Задание A:
Какую травму получила Дина, когда ее сбросило потоком ветра с машины, по словам фрагмента о собаках?
Задание B:
Повторите дословно часть фрагмента о собаках: всё от слов «Как-то мы решили» вниз до слов «Мишка — погиб.».
------ Фрагмент текста ------
На следующий год после сенокоса, при вывозе имущества лагеря, я посадил собаку на кипу матрацев в кузов машины «ЗИЛ», а сам сел в кабину. Дина была послушной и сама не должна была встать, но скорость машины была высокой, и собаке, вероятно, в глаз или морду ударил либо шмель, либо паут. Дина взвизгнула, вскочила, и ее потоком ветра сбросило на дорогу. В результате —
перелом шейки бедра. Мы оперировали собаку, но не смогли восстановить бедро.

На следующий сезон я взял ее на охоту, она работала так же азартно, но любое движение лапы вызывало боль, и я гуманно ее усыпил. Спасибо тебе, Динка.

Буран

Вторая собака, которую я взял из вивария, была лайкой. Я позвал пса: «Буран, иди ко мне!» Так он стал Бураном. Судя по зубам, ему было года три. Но Буран никогда не обижал собак младше себя: вероятно, чувствовал превосходство в физической силе и мощи самца, которая проявлялась и неблаговидными поступками, но об этом позже…

Как-то мы решили на КАМАЗе-болотоходе отправиться на Копаное озеро. Погрузили в кун трех собак, продукты, оружие и двадцатилитровую канистру бензина для лодочного мотора, которую прочно привязали веревкой. Но канистра каким-то образом отвязалась, открылась, и бензин разлился по полу. Концентрация паров была настолько высокой, что проскочи искра — случился бы взрыв, и от КАМАЗа ничего бы не осталось. Мы заметили потеки бензина, открыли кун. Бог мой!.. На полу в слое топлива лежали собаки и канистра. Мы открыли двери, проветрили будку, залили пол водой и проехали к Оби. Вытащили собак, стали отмывать их, поить. Пасечник, у которого мы обычно останавливались, привез банку молока. Удалось спасти Бурана и Алдана. Третий пес —
Мишка — погиб.

Химические ожоги сделали из псов «полусобак»: если смотреть с головы, то на одной стороне полностью отсутствовал шерстный покров. Позже на лосевке в Бакчарском районе надо мной посмеивались: мол, приехал охотник с двумя половинками собак.

Я еще не знал возможностей Бурана, это был первый испытательный сезон.
------ Сохранённые записи ------
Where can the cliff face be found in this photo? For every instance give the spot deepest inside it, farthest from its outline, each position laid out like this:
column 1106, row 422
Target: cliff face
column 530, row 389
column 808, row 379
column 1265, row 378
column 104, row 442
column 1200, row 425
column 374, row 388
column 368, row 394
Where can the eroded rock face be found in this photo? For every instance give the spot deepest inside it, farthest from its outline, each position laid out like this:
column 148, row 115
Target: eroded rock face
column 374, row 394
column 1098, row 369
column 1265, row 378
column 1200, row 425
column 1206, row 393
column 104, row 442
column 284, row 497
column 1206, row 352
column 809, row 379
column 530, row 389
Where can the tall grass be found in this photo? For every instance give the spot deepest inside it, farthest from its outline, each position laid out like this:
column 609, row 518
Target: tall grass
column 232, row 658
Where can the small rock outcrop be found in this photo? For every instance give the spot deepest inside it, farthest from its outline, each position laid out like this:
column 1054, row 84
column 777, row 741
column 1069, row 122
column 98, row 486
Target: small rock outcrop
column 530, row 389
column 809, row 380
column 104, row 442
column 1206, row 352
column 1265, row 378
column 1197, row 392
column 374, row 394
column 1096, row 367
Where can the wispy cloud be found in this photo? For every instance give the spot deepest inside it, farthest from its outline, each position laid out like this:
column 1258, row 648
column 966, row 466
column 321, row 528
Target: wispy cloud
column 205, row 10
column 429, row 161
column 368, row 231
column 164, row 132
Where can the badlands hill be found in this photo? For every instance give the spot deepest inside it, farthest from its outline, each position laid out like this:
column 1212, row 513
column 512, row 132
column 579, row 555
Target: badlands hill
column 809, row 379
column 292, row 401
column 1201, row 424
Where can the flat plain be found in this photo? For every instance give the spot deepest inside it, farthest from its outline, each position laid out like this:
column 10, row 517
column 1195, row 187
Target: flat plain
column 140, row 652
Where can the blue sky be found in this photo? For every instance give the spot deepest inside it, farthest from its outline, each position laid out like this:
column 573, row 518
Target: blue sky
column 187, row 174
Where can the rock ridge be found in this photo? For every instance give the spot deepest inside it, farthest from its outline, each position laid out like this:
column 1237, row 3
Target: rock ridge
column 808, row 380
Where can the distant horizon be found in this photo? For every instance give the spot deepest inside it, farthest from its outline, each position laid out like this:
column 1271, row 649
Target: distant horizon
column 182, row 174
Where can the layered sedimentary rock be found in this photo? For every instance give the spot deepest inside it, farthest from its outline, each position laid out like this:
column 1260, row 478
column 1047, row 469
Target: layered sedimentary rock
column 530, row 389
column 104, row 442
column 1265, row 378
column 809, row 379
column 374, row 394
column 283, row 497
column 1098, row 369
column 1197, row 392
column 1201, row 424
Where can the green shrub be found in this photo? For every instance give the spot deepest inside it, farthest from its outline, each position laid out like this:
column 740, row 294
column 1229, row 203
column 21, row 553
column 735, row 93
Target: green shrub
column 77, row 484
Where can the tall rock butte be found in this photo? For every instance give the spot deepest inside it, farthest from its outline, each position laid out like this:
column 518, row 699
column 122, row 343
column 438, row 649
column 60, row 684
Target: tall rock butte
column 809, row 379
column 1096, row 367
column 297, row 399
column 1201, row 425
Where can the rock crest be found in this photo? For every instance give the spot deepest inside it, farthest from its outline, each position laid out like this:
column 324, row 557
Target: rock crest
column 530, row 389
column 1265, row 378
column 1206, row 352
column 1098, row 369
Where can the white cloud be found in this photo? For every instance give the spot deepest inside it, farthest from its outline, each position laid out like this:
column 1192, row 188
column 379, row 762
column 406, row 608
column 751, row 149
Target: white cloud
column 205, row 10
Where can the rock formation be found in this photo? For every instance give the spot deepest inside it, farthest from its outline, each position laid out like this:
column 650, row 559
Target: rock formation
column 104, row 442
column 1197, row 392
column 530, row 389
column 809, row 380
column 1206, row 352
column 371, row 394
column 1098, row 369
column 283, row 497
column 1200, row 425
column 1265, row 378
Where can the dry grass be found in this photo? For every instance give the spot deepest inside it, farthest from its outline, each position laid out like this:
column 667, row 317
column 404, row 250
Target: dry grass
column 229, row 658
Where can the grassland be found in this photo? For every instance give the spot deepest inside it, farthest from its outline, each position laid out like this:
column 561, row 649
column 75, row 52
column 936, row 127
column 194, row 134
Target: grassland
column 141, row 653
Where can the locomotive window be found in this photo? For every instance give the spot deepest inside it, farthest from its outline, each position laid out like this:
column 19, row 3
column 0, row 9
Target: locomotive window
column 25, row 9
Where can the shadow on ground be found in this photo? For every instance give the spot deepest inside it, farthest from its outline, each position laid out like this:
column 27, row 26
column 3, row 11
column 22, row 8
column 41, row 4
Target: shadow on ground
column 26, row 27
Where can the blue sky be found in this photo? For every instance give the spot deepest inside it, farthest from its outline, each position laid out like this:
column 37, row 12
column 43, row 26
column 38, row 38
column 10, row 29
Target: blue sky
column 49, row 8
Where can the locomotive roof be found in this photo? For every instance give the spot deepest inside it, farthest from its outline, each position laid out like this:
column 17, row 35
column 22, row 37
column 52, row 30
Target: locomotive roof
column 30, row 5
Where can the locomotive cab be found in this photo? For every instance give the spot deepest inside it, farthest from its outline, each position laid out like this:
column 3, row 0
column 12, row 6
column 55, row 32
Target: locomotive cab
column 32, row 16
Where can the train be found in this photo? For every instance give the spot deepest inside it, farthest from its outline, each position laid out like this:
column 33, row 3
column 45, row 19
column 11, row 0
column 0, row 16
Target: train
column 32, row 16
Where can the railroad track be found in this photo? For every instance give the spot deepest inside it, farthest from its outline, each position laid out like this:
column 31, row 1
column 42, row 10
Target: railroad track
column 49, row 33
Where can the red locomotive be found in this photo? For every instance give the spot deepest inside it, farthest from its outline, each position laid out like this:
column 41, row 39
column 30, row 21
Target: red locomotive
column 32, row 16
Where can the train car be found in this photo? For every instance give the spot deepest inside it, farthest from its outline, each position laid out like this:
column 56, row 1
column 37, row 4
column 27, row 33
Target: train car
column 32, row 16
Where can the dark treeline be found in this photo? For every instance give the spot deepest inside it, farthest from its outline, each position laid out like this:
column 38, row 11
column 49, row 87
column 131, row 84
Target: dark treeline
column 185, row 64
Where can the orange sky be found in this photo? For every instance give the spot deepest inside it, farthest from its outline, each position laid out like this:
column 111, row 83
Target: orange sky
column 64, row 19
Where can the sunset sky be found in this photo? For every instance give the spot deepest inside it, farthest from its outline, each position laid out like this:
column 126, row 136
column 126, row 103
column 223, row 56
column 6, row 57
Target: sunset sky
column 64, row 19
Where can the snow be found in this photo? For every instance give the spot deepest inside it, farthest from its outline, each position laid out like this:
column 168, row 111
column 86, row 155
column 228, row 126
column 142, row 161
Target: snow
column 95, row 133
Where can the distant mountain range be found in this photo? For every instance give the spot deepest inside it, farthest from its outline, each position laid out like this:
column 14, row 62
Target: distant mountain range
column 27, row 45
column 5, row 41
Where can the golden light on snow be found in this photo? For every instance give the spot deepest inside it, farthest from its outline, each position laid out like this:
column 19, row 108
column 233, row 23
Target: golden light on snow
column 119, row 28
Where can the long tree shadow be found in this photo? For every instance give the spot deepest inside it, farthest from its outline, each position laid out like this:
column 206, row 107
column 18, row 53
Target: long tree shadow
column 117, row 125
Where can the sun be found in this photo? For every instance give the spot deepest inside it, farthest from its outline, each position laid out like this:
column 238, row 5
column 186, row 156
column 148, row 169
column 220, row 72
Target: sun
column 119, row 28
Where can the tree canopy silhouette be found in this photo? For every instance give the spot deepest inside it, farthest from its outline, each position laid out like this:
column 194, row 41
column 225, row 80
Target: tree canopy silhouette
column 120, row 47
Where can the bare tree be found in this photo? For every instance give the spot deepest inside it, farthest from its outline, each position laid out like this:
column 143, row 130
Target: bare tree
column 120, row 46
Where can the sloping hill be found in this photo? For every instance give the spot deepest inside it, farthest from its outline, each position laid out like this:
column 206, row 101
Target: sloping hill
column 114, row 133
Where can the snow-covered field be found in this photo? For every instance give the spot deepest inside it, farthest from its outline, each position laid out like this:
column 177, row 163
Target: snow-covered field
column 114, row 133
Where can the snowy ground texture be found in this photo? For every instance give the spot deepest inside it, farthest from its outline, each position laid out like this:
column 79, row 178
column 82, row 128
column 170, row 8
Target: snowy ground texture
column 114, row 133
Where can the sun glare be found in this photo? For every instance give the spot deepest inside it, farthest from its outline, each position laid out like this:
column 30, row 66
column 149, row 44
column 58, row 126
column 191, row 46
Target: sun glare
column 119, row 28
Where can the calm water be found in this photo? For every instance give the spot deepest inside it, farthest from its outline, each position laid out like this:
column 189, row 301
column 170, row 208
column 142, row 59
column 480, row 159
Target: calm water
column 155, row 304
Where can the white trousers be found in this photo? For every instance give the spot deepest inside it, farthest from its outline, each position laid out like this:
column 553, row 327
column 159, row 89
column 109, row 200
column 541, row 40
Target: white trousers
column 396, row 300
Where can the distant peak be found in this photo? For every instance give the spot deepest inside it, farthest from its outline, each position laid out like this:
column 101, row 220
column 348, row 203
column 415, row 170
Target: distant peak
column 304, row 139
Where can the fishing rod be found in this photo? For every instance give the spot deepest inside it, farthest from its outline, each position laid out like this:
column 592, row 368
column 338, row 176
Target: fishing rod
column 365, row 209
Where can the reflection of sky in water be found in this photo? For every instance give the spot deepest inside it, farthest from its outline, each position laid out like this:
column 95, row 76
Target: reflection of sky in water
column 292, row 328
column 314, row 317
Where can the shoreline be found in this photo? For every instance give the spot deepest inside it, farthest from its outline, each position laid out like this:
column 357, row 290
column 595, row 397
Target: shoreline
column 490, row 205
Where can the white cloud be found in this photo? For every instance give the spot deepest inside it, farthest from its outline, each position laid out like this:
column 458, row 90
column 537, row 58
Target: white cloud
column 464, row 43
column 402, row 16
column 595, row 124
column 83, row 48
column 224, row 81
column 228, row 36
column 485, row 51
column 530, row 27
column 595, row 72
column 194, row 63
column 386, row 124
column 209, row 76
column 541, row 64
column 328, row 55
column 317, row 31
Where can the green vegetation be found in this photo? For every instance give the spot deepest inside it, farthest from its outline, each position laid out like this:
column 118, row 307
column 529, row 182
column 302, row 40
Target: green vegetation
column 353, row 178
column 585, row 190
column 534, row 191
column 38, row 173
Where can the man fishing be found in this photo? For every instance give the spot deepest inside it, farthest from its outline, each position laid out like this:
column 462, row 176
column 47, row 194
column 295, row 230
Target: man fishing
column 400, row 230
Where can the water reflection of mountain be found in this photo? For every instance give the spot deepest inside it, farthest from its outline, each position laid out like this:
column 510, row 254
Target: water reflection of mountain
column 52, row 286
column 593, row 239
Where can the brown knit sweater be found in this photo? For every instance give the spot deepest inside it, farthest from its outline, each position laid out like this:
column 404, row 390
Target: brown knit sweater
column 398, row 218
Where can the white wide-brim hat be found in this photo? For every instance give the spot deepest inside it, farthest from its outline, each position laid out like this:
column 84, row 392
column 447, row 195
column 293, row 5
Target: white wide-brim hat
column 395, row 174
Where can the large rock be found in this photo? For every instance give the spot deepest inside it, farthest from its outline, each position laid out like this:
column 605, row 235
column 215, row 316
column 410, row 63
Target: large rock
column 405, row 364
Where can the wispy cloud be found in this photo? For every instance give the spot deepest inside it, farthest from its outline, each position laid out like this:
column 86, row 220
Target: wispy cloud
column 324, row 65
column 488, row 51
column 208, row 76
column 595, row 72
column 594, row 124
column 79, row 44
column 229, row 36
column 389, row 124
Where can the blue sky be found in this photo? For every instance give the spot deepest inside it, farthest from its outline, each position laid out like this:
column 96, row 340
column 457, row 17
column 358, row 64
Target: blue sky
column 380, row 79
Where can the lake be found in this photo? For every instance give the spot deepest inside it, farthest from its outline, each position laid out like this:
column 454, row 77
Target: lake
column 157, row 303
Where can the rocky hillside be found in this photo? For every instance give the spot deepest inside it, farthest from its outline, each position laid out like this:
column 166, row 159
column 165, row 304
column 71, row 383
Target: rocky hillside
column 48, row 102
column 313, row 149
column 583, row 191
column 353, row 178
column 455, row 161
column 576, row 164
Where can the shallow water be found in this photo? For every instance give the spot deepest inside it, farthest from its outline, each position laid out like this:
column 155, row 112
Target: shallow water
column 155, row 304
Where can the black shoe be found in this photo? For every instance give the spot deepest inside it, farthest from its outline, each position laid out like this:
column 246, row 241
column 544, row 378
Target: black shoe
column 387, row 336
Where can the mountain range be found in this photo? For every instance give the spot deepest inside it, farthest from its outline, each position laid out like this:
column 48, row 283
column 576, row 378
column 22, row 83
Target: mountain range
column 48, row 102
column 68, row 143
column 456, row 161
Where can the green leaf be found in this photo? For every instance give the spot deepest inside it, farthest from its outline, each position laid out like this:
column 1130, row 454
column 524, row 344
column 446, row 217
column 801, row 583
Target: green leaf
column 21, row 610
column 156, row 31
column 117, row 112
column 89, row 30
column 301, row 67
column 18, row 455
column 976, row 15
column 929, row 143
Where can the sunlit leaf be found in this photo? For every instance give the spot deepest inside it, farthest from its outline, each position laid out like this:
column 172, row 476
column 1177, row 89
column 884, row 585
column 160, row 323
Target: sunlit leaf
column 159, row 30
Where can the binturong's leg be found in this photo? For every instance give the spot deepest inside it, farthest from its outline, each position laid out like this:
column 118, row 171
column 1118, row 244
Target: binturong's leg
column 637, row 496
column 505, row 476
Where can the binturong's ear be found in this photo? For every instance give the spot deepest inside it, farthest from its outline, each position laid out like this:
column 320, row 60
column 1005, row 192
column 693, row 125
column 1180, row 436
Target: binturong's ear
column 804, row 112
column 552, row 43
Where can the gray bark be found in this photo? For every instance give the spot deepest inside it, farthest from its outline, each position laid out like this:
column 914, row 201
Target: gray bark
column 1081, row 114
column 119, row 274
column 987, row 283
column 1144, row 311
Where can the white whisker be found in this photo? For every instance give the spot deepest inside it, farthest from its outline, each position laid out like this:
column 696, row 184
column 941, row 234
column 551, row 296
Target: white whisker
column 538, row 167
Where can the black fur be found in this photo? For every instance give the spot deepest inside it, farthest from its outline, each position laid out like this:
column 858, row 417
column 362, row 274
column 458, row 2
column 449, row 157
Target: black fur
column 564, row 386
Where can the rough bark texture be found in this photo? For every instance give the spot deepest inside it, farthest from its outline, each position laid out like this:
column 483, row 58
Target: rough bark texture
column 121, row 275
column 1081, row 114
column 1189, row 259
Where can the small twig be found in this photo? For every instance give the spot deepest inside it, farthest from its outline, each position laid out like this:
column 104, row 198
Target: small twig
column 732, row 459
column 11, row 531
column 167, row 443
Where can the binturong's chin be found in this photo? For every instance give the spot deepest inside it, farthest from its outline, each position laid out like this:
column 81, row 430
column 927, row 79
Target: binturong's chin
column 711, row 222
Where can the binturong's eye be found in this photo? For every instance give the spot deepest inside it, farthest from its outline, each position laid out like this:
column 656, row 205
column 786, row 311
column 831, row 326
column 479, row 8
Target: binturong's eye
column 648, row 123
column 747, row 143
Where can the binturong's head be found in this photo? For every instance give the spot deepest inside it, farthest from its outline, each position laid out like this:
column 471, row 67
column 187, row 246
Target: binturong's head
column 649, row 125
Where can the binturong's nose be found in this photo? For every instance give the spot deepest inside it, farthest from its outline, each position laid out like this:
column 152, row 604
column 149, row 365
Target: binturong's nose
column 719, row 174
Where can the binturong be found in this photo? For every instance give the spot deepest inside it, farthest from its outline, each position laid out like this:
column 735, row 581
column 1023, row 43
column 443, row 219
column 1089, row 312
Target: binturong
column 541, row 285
------
Ответ A:
Перелом шейки бедра.

Ответ B:
Как-то мы решили на КАМАЗе-болотоходе отправиться на Копаное озеро. Погрузили в кун трех собак, продукты, оружие и двадцатилитровую канистру бензина для лодочного мотора, которую прочно привязали веревкой. Но канистра каким-то образом отвязалась, открылась, и бензин разлился по полу. Концентрация паров была настолько высокой, что проскочи искра — случился бы взрыв, и от КАМАЗа ничего бы не осталось. Мы заметили потеки бензина, открыли кун. Бог мой!.. На полу в слое топлива лежали собаки и канистра. Мы открыли двери, проветрили будку, залили пол водой и проехали к Оби. Вытащили собак, стали отмывать их, поить. Пасечник, у которого мы обычно останавливались, привез банку молока. Удалось спасти Бурана и Алдана. Третий пес —
Мишка — погиб.